DIRECTIONS: Set each line of the records down again exactly, please.

SUPPLIED RECORDS:
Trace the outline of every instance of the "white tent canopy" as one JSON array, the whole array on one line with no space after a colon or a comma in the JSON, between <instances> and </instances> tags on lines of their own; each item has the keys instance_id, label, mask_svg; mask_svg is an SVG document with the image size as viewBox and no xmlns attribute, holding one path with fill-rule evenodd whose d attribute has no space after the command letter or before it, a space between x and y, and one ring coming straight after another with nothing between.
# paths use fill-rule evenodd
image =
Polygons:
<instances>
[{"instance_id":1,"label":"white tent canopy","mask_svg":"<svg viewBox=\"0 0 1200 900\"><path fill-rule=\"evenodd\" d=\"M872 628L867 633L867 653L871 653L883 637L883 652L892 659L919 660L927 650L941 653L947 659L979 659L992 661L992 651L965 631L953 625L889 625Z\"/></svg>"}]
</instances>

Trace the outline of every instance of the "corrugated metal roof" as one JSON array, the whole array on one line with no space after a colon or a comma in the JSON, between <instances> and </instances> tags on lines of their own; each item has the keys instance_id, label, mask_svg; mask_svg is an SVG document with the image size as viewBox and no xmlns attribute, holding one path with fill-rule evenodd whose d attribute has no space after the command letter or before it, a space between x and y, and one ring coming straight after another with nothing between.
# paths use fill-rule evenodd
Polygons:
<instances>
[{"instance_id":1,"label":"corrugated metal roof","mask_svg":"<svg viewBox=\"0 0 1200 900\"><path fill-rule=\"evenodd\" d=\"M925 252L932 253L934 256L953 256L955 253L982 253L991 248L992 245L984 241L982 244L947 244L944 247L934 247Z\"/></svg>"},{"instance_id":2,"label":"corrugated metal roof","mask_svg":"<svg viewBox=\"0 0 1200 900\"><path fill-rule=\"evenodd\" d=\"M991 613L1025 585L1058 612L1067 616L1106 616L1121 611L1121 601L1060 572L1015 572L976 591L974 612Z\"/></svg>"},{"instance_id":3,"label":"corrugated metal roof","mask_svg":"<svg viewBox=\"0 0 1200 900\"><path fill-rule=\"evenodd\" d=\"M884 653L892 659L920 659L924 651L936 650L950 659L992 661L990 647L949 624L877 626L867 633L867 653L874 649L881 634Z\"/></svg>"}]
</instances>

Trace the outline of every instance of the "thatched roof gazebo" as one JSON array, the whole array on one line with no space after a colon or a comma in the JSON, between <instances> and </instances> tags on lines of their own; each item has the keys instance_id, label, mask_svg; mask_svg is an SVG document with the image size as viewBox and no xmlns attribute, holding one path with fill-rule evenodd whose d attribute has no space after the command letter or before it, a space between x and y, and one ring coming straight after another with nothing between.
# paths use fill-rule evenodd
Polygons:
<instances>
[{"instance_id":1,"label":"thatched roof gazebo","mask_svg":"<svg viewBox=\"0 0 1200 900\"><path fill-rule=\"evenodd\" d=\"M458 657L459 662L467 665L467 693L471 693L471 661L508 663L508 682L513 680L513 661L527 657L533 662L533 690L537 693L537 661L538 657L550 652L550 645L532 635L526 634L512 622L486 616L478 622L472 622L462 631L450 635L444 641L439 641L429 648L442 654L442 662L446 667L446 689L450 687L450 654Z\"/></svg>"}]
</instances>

ANSWER TO THIS TASK:
Trace the outline of every instance of the "white tent canopy" as one JSON array, the whole array on one line with no space after a colon or a comma in the JSON, between <instances> and </instances> tags on lines of their own; each item has the keys instance_id, label, mask_svg; mask_svg is an SVG document with the image size as viewBox and no xmlns attribute, holding one path with fill-rule evenodd whose d attribute has no space after the command letter or before it, a space between x and y, and one ring coming straight after another with nothing between.
# paths use fill-rule evenodd
image =
Polygons:
<instances>
[{"instance_id":1,"label":"white tent canopy","mask_svg":"<svg viewBox=\"0 0 1200 900\"><path fill-rule=\"evenodd\" d=\"M872 628L867 633L867 653L871 653L883 637L883 652L892 659L919 660L927 650L941 653L947 659L979 659L992 661L992 651L965 631L953 625L889 625Z\"/></svg>"}]
</instances>

Trace the outline of every instance of the "corrugated metal roof" as one JSON array, the whole array on one line with no space after a colon or a comma in the JSON, between <instances> and </instances> tags on lines of their own; each item has the keys instance_id, label, mask_svg; mask_svg is an SVG document with the image size as viewBox and no xmlns attribute, holding one path with fill-rule evenodd whose d attribute has no space after the command letter or before it, a space between x and y, and one ring coming straight after another with nothing between.
# paths use fill-rule evenodd
Polygons:
<instances>
[{"instance_id":1,"label":"corrugated metal roof","mask_svg":"<svg viewBox=\"0 0 1200 900\"><path fill-rule=\"evenodd\" d=\"M925 252L932 253L934 256L953 256L955 253L982 253L991 248L992 245L984 241L982 244L947 244L944 247L934 247Z\"/></svg>"},{"instance_id":2,"label":"corrugated metal roof","mask_svg":"<svg viewBox=\"0 0 1200 900\"><path fill-rule=\"evenodd\" d=\"M991 613L1025 585L1058 612L1067 616L1106 616L1121 611L1121 601L1060 572L1015 572L976 591L974 612Z\"/></svg>"},{"instance_id":3,"label":"corrugated metal roof","mask_svg":"<svg viewBox=\"0 0 1200 900\"><path fill-rule=\"evenodd\" d=\"M884 653L892 659L920 659L924 651L936 650L950 659L992 661L990 647L949 624L877 626L867 633L867 653L874 649L881 634Z\"/></svg>"}]
</instances>

Trace the outline of every instance of the "thatched roof gazebo" as one JSON array, the whole array on one line with no space after a colon or a comma in the JSON, between <instances> and </instances> tags on lines of their own; each item has the keys instance_id, label, mask_svg; mask_svg is an SVG document with the image size as viewBox and no xmlns attribute, holding one path with fill-rule evenodd whose d attribute has no space after the command letter or before it, a space between x and y, and one ring coming straight after another with nothing between.
# paths use fill-rule evenodd
Polygons:
<instances>
[{"instance_id":1,"label":"thatched roof gazebo","mask_svg":"<svg viewBox=\"0 0 1200 900\"><path fill-rule=\"evenodd\" d=\"M458 657L459 662L467 665L467 693L471 693L471 661L508 663L508 682L513 680L513 661L527 657L533 662L533 690L537 693L537 661L538 657L550 652L550 645L532 635L526 634L512 622L486 616L478 622L472 622L462 631L450 635L444 641L439 641L429 648L442 654L442 662L446 667L446 689L450 687L450 654Z\"/></svg>"}]
</instances>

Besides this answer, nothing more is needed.